## GOAL:
List every line in the data below that contains the word "canopy", copying each one unchanged.

## THE INPUT:
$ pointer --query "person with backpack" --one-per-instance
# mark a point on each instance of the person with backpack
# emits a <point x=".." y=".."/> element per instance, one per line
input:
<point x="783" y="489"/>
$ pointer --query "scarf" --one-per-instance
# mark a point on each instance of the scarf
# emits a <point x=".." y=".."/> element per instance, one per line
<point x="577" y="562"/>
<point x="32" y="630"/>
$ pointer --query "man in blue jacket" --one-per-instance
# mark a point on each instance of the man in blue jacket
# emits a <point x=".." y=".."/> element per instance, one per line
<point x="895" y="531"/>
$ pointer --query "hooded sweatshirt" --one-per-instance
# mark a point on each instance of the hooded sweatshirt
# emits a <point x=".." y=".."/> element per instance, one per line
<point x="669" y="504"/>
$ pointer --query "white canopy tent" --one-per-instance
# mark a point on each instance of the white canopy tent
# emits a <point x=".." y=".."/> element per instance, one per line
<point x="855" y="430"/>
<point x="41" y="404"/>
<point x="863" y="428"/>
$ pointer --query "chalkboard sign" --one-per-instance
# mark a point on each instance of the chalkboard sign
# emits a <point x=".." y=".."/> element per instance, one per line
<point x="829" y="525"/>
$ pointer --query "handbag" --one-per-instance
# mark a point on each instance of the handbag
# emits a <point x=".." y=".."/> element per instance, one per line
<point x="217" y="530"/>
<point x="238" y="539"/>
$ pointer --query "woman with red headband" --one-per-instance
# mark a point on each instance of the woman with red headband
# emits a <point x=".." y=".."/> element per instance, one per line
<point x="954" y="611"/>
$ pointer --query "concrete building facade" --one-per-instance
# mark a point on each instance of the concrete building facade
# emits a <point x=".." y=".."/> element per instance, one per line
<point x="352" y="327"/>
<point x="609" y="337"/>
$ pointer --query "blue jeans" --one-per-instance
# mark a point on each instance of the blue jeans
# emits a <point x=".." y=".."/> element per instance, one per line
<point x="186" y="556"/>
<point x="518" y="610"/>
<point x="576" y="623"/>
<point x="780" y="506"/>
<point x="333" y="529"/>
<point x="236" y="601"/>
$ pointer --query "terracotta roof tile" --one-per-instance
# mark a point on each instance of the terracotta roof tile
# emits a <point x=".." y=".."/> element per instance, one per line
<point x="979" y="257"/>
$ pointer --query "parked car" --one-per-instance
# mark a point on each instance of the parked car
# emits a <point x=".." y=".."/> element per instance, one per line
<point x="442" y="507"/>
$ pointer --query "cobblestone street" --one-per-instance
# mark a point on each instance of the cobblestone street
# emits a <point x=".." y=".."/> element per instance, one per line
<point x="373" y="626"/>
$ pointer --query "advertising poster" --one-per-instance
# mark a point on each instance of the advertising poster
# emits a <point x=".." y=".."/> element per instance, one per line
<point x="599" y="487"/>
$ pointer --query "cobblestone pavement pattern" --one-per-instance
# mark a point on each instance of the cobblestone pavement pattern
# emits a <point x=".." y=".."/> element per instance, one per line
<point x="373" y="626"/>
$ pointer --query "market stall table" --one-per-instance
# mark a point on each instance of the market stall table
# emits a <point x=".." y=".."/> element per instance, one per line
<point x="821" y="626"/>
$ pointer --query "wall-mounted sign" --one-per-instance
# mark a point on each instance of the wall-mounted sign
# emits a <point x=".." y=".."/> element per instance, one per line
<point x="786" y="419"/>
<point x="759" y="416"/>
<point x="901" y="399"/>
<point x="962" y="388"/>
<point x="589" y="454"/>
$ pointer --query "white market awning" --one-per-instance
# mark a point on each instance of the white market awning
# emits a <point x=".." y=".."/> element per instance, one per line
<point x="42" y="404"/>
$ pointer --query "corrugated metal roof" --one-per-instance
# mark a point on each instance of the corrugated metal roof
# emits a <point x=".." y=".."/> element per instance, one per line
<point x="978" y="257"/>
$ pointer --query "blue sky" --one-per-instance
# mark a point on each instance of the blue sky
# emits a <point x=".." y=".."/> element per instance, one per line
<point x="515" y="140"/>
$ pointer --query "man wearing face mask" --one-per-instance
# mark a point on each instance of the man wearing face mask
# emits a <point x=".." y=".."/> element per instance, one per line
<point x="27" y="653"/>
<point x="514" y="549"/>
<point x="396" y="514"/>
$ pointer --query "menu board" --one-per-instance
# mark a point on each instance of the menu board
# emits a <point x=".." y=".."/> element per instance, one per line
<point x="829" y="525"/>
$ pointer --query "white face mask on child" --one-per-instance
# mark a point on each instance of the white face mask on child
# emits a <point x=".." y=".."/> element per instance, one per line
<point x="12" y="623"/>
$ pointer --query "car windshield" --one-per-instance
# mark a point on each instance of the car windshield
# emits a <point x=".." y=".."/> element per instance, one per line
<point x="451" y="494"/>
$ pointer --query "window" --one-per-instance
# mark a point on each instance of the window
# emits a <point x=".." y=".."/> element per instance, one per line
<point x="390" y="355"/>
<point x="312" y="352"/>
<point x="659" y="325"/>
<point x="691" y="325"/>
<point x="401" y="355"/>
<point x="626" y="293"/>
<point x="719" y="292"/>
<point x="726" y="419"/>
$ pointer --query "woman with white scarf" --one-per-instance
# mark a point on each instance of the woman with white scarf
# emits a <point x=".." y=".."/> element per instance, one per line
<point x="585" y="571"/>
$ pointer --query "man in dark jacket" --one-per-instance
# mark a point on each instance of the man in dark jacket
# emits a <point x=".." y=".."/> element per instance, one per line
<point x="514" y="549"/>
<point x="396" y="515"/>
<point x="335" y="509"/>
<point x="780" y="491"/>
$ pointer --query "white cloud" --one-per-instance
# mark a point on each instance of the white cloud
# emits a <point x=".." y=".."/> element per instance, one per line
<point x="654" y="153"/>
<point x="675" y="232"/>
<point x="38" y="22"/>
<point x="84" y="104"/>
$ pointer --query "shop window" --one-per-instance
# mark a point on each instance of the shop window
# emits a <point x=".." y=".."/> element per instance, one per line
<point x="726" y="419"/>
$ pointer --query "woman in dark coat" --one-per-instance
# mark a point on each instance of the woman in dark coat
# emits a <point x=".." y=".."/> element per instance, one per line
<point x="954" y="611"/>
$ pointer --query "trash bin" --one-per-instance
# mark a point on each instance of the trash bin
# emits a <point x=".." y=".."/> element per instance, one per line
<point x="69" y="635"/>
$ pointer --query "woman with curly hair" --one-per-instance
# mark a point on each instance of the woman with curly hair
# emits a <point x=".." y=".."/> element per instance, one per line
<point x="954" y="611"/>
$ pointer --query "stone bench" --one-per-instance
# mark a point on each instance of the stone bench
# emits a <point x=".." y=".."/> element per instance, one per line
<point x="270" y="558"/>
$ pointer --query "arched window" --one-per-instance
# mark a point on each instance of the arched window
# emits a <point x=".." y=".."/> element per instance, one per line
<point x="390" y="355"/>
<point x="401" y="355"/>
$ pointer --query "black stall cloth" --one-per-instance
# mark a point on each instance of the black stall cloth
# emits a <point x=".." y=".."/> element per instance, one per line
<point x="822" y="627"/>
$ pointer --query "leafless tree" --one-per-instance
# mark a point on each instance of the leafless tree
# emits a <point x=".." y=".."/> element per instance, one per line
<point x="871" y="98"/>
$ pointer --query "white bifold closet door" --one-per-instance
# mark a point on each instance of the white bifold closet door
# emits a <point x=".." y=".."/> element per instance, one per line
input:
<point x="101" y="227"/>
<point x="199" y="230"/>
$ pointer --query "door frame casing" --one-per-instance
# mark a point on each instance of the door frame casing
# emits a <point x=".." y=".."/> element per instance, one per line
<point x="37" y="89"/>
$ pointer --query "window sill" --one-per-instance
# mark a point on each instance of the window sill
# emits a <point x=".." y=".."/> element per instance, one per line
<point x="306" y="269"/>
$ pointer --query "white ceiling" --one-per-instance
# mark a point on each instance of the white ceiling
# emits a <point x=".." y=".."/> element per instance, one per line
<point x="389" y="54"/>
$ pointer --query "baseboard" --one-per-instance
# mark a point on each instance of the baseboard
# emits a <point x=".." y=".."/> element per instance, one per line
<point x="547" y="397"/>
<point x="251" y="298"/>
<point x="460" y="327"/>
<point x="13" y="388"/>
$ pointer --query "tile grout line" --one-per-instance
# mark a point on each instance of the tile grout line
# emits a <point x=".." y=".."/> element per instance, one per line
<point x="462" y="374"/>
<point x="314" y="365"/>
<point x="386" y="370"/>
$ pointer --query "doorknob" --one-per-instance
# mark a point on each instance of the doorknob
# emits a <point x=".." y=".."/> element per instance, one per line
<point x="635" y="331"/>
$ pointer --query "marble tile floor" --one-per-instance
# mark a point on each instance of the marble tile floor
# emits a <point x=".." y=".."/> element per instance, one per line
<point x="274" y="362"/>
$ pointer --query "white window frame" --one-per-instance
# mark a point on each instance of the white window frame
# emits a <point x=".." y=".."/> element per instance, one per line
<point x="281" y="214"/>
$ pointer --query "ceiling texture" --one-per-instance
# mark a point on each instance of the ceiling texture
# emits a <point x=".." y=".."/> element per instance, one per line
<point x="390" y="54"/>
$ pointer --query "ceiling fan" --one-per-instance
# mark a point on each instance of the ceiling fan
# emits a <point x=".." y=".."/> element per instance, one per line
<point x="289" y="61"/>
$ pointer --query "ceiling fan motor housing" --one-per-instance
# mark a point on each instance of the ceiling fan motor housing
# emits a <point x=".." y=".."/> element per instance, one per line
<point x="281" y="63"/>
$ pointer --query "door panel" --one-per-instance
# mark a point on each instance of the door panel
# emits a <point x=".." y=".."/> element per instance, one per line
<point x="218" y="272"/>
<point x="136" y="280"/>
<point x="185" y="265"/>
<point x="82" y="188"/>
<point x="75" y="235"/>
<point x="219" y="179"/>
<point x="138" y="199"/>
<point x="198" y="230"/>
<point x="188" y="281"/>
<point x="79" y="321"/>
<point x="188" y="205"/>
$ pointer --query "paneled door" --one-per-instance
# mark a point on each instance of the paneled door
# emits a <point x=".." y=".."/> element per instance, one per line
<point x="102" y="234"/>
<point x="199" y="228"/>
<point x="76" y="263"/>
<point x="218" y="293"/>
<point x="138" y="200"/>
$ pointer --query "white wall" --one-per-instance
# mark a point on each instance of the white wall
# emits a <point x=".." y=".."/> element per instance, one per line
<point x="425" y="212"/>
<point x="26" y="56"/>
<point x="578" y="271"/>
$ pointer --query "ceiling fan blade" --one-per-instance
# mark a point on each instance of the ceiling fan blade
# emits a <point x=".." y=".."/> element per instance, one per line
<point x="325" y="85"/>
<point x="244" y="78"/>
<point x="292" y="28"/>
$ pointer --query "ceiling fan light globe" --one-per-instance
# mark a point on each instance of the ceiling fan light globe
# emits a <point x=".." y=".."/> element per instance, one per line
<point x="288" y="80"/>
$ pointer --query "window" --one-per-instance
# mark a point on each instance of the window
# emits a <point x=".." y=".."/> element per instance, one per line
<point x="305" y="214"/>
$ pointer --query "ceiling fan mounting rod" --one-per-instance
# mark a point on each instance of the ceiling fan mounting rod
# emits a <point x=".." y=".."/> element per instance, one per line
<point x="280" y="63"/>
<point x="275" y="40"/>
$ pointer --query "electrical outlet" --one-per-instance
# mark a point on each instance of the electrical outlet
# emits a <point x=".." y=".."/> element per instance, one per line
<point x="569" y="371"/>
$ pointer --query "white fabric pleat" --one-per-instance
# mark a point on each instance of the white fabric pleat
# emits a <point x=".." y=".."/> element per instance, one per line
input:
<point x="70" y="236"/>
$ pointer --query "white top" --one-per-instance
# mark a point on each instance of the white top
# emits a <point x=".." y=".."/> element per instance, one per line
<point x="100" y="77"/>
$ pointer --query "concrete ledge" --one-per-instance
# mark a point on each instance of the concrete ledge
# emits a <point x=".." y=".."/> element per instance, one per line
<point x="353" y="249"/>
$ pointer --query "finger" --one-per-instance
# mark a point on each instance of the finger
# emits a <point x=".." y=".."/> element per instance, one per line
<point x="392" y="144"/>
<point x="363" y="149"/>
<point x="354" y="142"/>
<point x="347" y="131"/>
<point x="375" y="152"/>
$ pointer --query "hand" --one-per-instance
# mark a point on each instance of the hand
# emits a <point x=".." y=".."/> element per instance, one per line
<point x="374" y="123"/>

## COMPLETED EXERCISE:
$ pointer --query "white canopy tent" --one-per-instance
# mark a point on each instance of the white canopy tent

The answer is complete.